Pointing dataset excerpts

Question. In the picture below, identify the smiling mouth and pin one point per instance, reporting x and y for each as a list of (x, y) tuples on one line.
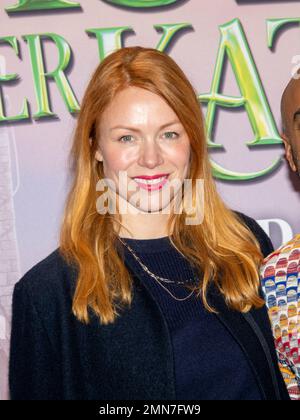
[(151, 184)]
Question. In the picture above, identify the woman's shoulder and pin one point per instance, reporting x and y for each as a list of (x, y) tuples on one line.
[(49, 277)]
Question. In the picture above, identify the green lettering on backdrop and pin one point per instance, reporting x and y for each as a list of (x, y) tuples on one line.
[(109, 39), (12, 41), (40, 76), (273, 25), (29, 5), (234, 45)]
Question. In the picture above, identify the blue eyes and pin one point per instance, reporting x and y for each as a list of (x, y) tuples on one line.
[(129, 136)]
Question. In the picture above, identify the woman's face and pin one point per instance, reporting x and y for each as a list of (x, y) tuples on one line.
[(140, 134)]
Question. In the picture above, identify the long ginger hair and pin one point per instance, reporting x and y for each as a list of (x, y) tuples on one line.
[(221, 248)]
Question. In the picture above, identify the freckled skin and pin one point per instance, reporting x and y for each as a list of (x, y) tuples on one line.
[(148, 152), (290, 104)]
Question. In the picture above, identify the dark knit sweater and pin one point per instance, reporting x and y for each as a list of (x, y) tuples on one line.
[(209, 364), (155, 350)]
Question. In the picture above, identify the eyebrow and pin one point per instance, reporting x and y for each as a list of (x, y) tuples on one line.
[(297, 114), (136, 129)]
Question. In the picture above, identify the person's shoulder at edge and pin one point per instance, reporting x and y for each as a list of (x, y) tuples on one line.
[(50, 274)]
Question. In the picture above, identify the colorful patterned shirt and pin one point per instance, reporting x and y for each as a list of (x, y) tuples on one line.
[(281, 284)]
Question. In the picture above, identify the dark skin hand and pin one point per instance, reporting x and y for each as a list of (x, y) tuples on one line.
[(290, 111)]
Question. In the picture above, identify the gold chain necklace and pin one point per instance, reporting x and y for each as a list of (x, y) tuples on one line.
[(158, 279)]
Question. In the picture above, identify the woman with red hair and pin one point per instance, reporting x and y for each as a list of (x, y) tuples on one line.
[(147, 302)]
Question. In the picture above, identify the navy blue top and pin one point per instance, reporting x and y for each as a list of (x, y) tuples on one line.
[(209, 363)]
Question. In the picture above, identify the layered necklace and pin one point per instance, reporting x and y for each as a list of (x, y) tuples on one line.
[(158, 279)]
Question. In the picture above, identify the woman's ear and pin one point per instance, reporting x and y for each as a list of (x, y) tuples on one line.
[(289, 152)]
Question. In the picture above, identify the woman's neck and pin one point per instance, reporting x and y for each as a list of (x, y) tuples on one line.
[(144, 226)]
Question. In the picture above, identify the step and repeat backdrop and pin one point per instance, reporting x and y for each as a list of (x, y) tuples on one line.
[(239, 55)]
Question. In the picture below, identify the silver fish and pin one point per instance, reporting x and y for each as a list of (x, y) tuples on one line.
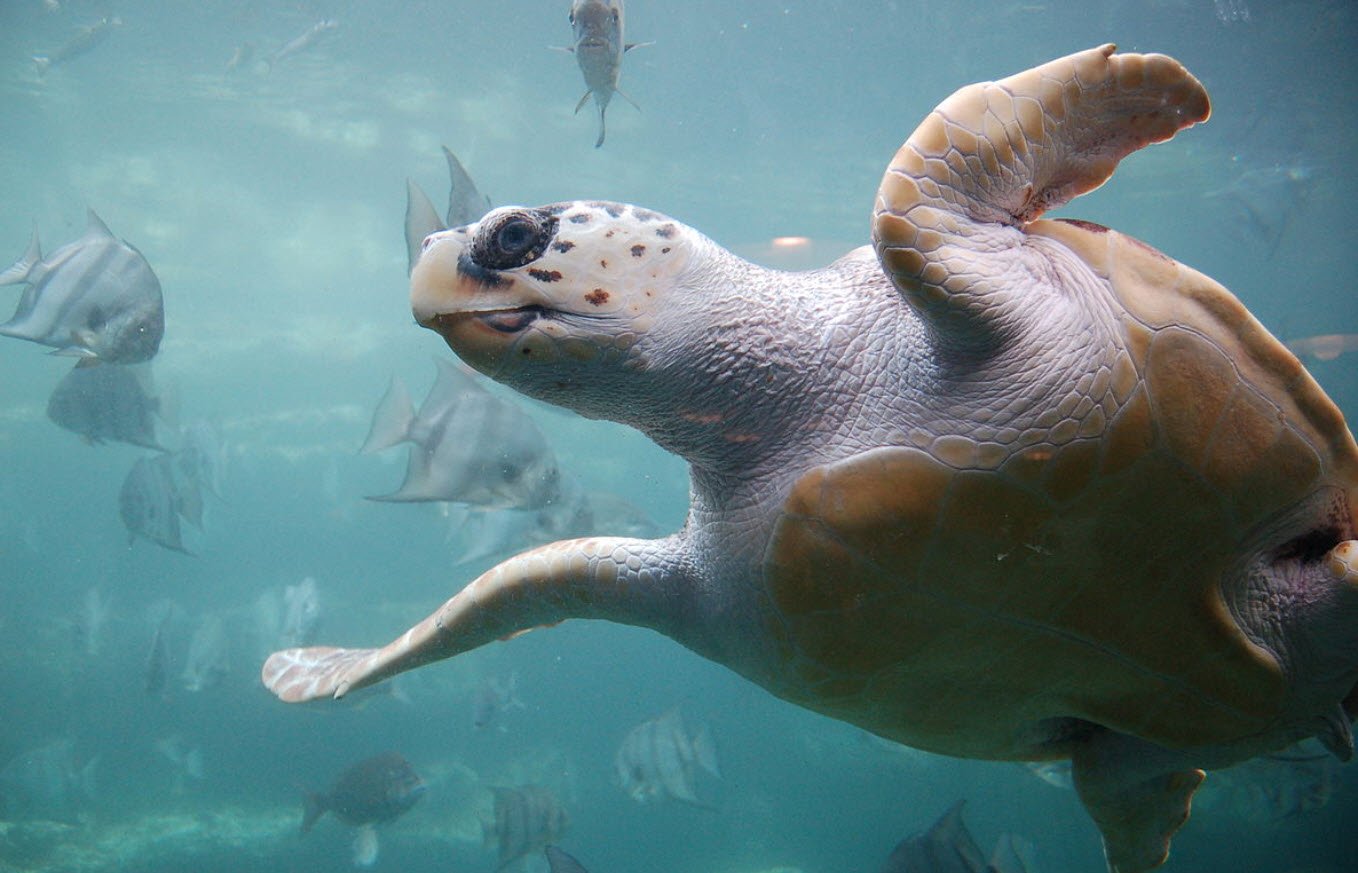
[(209, 659), (150, 503), (492, 698), (86, 38), (526, 819), (94, 617), (158, 659), (106, 403), (599, 48), (465, 205), (470, 446), (660, 759), (302, 613), (949, 847), (95, 299), (561, 862), (303, 41), (46, 784)]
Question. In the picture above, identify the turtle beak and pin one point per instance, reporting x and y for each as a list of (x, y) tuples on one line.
[(477, 311)]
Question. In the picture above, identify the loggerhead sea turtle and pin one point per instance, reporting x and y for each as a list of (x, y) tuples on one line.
[(1008, 488)]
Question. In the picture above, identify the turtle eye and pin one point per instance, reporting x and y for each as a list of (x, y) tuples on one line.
[(512, 239)]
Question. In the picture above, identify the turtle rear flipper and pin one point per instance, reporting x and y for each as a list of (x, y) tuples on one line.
[(1135, 794), (996, 155)]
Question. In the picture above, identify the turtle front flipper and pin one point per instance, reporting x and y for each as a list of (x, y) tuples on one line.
[(632, 581), (996, 155), (1137, 793)]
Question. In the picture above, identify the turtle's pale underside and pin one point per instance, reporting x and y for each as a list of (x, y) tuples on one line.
[(997, 486)]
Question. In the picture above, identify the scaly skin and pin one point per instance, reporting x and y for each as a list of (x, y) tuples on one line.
[(1027, 489)]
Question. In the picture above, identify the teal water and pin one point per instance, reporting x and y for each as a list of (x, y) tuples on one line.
[(270, 207)]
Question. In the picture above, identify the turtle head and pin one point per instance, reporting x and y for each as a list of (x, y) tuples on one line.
[(553, 300)]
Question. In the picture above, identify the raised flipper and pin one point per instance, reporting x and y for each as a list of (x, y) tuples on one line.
[(632, 581), (1137, 793), (996, 155)]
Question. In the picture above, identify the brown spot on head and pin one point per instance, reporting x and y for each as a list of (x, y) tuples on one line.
[(1085, 226)]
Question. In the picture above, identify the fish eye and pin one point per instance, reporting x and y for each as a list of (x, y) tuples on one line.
[(512, 239)]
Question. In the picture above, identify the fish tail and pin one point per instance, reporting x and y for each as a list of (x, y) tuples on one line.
[(21, 269), (313, 807)]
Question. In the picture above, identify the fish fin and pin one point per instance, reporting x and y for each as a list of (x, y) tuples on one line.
[(22, 269), (624, 95), (421, 220), (95, 226), (313, 807), (391, 421), (1137, 801), (365, 846)]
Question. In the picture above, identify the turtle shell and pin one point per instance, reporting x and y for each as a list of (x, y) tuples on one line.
[(971, 600)]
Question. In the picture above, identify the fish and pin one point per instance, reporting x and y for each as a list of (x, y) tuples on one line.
[(158, 657), (465, 205), (660, 759), (302, 613), (599, 48), (46, 784), (470, 446), (94, 615), (526, 820), (150, 503), (95, 299), (86, 38), (107, 403), (561, 862), (303, 41), (368, 793), (492, 698), (209, 657), (949, 847), (1324, 346)]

Exercise goal:
Reproduce the rows between the line holding "Question. In the picture above, identify the fish eye" and the line holding "[(971, 600)]", inclusive. Keep every line as it is, except shift each coordinate in the answers up by 13.

Response:
Question. In the picture above, identify the fish eye and pin one point per instance, reporting x and y for each as a list of (x, y) tuples on one line.
[(525, 252)]
Question. In the picture above, identify the fish tail and pin one point per instance, reporting x and y for each as a list of (x, y) tuples on one line.
[(34, 282), (326, 820)]
Question. In the picture above, identify the fish fin and pin one point per instance, reporting x and y for each as a list of (x, y) tuples on one line.
[(35, 282), (637, 108), (434, 233), (108, 239), (326, 820), (404, 434), (1150, 814), (378, 859)]
Question. In the picture above, identify the turtle shell and pin one point per instance, reporting x and y for each as a list of (x, y) tuples on one line.
[(984, 613)]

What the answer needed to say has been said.